> [Written request 1] Reproduce the passage of the forum thread about hard drive failures from "## micropage7 (Nov" up to and including "FreedomEclipse (Nov 5, 2011)".
> [Written request 2] In the forum thread about hard drive failures, what was the capacity of the WD drive that micropage7 says failed?
> [Written request 3] Carry on the forum thread about hard drive failures from its last line.

BEGIN Document text

Some users get along with one or the other, be nice to hear some one explain that away..


----------



## Jetster (Nov 5, 2011)

One reason I can think of as far as WD is they sell a lot of drives. Maybe why I see so many bad ones. I have seen Seagates with bad blocks but they kept on going. The failure rate of the companies may be similar. But just not my experance


----------



## micropage7 (Nov 5, 2011)

i got it fail just years ago WD 80gb and samsung
WD fail in a month and samsung in couple of months
but i guess theres so many reason why it fail, from build quality, shock, how long it has run, electric etc
i experienced seagate r.i.p too but since it over 5 years i guess its still normal


----------



## FreedomEclipse (Nov 5, 2011)

Ive had 2 Maxtors, 1 samsung, and 2 seagates fail on me.


----------



## Mussels (Nov 5, 2011)

END Document text
BEGIN Dataset excerpt

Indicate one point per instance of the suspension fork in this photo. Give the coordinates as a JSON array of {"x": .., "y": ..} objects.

END Dataset excerpt

> [Right answer 1]
## micropage7 (Nov 5, 2011)

i got it fail just years ago WD 80gb and samsung
WD fail in a month and samsung in couple of months
but i guess theres so many reason why it fail, from build quality, shock, how long it has run, electric etc
i experienced seagate r.i.p too but since it over 5 years i guess its still normal


----------



## FreedomEclipse (Nov 5, 2011)

> [Right answer 2] 80GB

> [Right answer 3]
only WD have failed on me, without user error (i dropped the drives etc) being involved.


----------



## D4S4 (Nov 5, 2011)

only a single maxtor in the past 8 years. why isn't it in the poll?


----------



## Deleted member 24505 (Nov 5, 2011)

Only fail i have had really was a samsung, click, click, click. Returned it for a replacement.


----------



## FreedomEclipse (Nov 5, 2011)

D4S4 said:


> only a single maxtor in the past 8 years. why isn't it in the poll?



Because Maxtor was aquired by Seagate. The only afaik the only common 'maxtor' related products out on the market now are their External drives, but even they arent as widely stocked as before.

Unfortunately Samsung suffers the same fate as Maxtor. Seagate has aquired samsungs HDD side of the business


----------



## bbmarley (Nov 5, 2011)

had a first gen ocz ssd turn to brick on me randomly 

never had a problem with samsung hds used a bunch over the years


----------



## adulaamin (Nov 5, 2011)

I've had 2 hard drives fail on me. The first one was a 1tb 7200.11 from seagate which lasted arnd 2 years. The second was a 1tb WD1001FALS which lasted arnd 1 1/2 years. It ran really hot I was surprised it lasted that long.


----------



## Batou1986 (Nov 5, 2011)

All, WD>Segate>Samsung>Others.


----------



## D4S4 (Nov 5, 2011)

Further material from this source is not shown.